Text to read:

Saturday, February 25, 2017

My Name is Bilal

This post was sent to me by the author's mother, who is a friend of mine here in Jeddah, Saudi Arabia.  Her son, 25 year-old Bilal Raychouni, wrote this powerful letter to the current US President, in which he expresses himself and his feelings articulately in ways that Americans can understand what it's really like to be a Muslim today in the USA.  It is raw and poignant and I hope it will make you think.



Reprinted from the blog: 

"My Name Is Bilal"

ATTN:
Mr. Donald John Trump
1600 Pennsylvania Avenue NW
Washington, DC 20500
ALTERNATIVELY:
Mr. Donald John Trump
721 Fifth Avenue, 26th Floor
New York City, NY 10022
Mr. Trump:
My name is Bilal. I am American.
I was born in the City of Williamsburg, in the Commonwealth of Virginia, to a woman whose ancestry extends as far back as the settlers of that colony almost four hundred years ago. My mother’s blood is the blood of the English and the Irish, the German and the French, all of whom came to this nation when it was a disjointed mass of Colonies, who sought better days in this Land of Opportunity.
My name is Bilal. I am Muslim.

Recorded data:
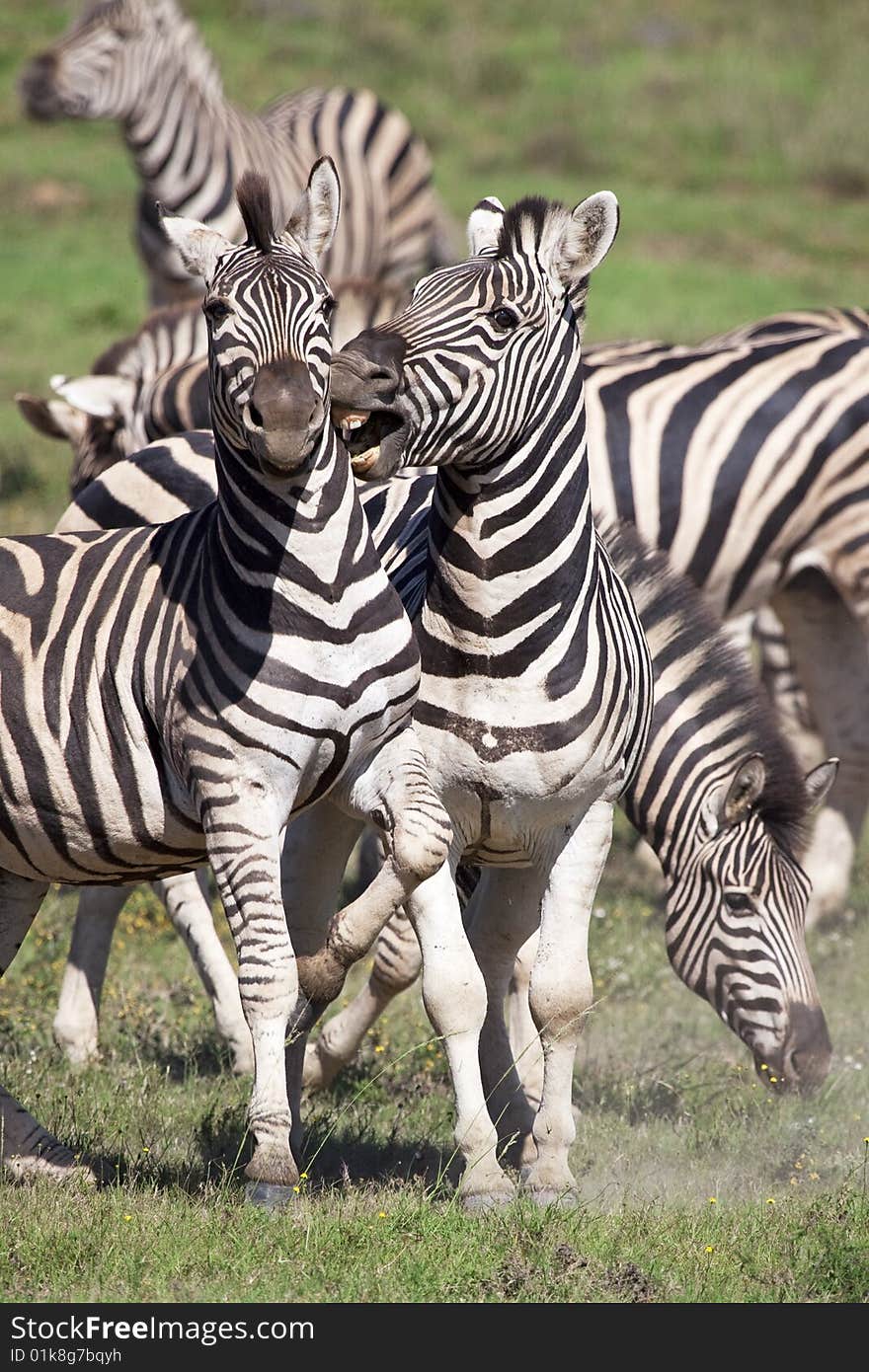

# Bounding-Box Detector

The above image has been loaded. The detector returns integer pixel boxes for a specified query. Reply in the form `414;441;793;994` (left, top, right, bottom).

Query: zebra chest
415;712;622;866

Tasks for this exercise:
1: Output the passage of the post starting at "This post was" and ending at "make you think.".
2: Render this sentence from the post in Spanish: "My mother’s blood is the blood of the English and the Irish, the German and the French, all of whom came to this nation when it was a disjointed mass of Colonies, who sought better days in this Land of Opportunity."
The material comes from a separate source and is not connected to the post.

Expected results:
1:
This post was sent to me by the author's mother, who is a friend of mine here in Jeddah, Saudi Arabia.  Her son, 25 year-old Bilal Raychouni, wrote this powerful letter to the current US President, in which he expresses himself and his feelings articulately in ways that Americans can understand what it's really like to be a Muslim today in the USA.  It is raw and poignant and I hope it will make you think.

2: La sangre de mi madre es la sangre de los ingleses y los irlandeses, los alemanes y los franceses, todos los cuales llegaron a esta nación cuando era una masa inconexa de Colonias, que buscaban días mejores en esta Tierra de Oportunidades.